**TASK GOAL:**
Answer these questions from the text about Alain Du Chemin:
1. In what month and year was he diagnosed with glioblastoma?
2. What treatments has he had to extend his life?
3. What does he call traveling to Dignitas?

A Jerseyman, who has booked a place with Dignitas in Switzerland to end his life, hopes that the island will see the value of allowing assisted dying.
Alain Du Chemin (50) was diagnosed with terminal glioblastoma, a particularly aggressive brain tumour with no known cure, in September 2019.
He has since had two operations, chemotherapy and radiotherapy to extend his life but the cancer has returned each time.
However, Mr Du Chemin is clear that travelling to Dignitas is ‘Plan B’. He wants to explore every medical avenue first and there is potentially one last lifesaving journey to take: being selected for a research trial that could finally prove a match for his most pervasive and pernicious tumour.
“Knowing that an option is there should the trial not happen or fail is comforting because it allows me to focus on Plan A without worrying about what Plan B might be,” he told Express. "Even if the research trial doesn't work for me, I hope it will contribute to the science to help others."

**ENTRIES SUPPLIED:**
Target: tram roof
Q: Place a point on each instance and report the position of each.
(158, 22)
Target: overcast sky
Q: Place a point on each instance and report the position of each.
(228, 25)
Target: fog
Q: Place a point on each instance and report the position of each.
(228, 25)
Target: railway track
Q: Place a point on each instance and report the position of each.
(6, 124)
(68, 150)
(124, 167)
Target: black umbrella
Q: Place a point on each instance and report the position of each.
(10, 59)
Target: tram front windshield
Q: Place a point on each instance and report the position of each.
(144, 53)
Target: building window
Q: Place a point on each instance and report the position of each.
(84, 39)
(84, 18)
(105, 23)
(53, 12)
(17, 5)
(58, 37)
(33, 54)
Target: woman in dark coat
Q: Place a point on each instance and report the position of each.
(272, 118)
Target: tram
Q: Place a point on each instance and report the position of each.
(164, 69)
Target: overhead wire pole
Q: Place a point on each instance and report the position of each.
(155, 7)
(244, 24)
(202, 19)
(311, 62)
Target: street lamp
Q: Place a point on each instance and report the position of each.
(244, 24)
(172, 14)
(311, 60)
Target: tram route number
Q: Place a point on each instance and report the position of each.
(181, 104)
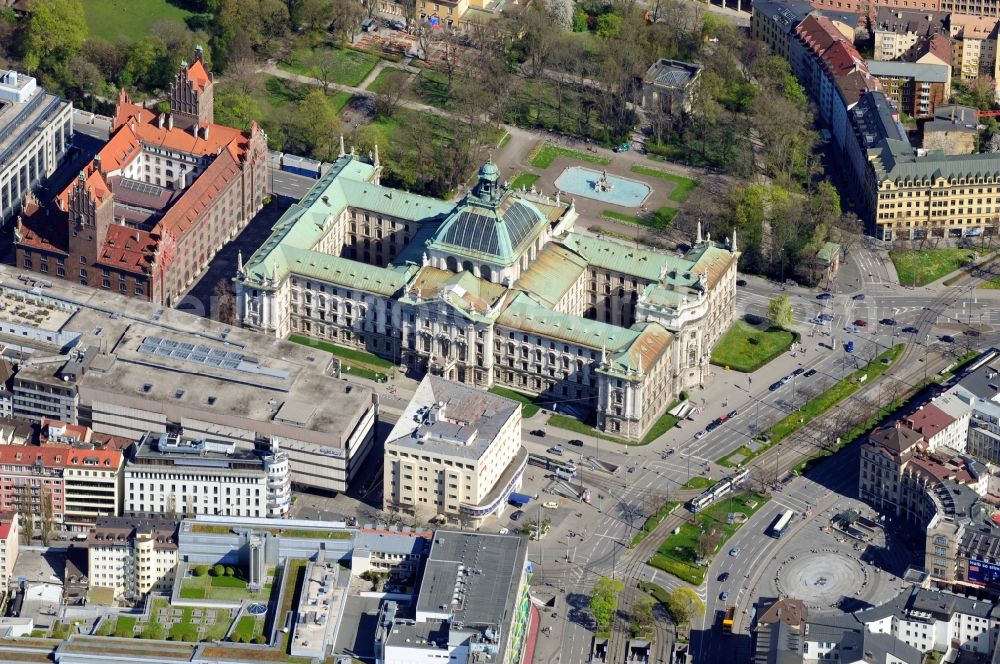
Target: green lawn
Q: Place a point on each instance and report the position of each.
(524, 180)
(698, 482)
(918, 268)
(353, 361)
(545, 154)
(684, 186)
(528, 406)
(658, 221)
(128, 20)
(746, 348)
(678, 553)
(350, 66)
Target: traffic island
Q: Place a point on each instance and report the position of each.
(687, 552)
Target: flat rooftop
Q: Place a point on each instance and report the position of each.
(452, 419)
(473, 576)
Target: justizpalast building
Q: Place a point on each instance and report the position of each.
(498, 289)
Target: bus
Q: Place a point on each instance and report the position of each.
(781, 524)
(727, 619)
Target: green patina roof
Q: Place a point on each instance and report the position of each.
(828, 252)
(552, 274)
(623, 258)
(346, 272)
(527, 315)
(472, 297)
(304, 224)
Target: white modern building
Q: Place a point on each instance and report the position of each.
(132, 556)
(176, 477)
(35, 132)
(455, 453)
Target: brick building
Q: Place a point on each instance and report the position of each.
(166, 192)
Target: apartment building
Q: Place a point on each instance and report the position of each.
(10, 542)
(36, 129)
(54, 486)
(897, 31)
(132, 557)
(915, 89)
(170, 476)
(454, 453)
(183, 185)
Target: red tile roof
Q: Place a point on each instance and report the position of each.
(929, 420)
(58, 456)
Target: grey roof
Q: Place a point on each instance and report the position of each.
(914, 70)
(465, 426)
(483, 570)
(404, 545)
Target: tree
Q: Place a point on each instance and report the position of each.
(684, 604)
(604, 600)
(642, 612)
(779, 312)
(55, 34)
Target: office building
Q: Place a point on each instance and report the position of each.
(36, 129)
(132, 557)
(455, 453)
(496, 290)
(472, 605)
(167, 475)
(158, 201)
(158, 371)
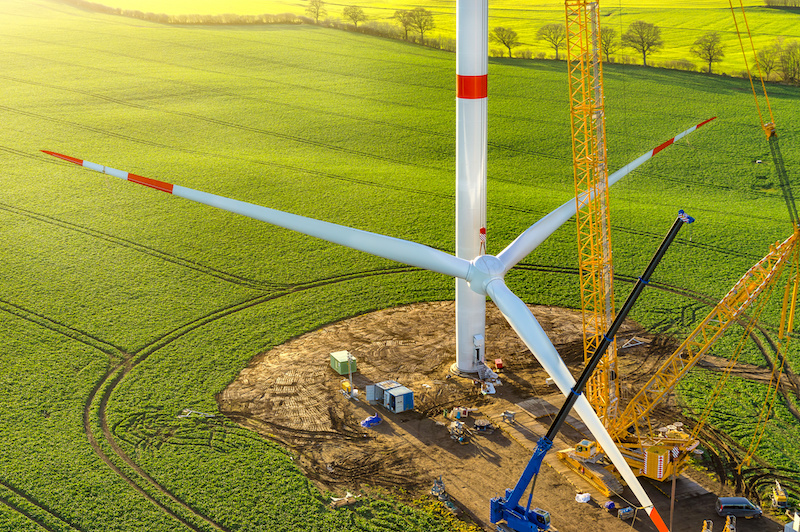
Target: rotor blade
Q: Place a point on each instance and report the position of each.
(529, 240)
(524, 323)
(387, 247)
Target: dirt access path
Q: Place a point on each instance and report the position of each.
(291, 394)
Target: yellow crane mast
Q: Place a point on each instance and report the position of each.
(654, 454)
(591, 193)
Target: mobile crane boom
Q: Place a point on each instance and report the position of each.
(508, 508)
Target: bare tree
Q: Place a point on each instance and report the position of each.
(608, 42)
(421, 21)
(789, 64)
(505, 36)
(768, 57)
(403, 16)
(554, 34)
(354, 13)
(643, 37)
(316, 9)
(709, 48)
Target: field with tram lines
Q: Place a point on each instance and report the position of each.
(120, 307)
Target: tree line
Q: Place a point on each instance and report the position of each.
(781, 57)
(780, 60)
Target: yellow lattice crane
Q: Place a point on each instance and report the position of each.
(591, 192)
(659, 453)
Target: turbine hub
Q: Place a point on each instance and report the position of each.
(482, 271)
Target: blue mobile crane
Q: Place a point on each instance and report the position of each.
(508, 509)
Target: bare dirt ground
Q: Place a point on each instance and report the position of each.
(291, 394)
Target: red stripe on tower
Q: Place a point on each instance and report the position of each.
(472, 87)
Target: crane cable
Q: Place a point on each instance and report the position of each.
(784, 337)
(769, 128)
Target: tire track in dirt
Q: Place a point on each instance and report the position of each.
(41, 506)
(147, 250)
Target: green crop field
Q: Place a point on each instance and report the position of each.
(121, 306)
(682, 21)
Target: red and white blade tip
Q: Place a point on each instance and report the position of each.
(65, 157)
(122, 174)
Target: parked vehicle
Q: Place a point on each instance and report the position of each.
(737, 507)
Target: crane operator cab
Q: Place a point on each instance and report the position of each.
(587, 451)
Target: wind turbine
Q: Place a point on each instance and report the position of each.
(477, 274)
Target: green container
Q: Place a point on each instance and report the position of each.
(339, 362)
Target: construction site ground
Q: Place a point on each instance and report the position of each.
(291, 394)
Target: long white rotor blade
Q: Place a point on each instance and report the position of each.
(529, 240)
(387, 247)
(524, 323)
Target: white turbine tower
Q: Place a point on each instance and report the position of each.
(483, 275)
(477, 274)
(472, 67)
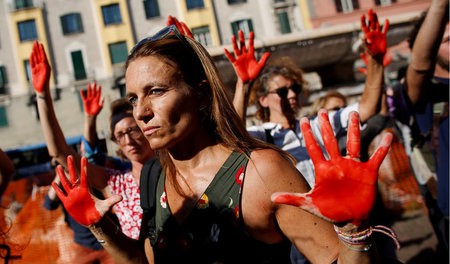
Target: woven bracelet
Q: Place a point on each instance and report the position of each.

**RESULT BELOW:**
1. September 2019
2. Two operations, chemotherapy and radiotherapy
3. 'Plan B'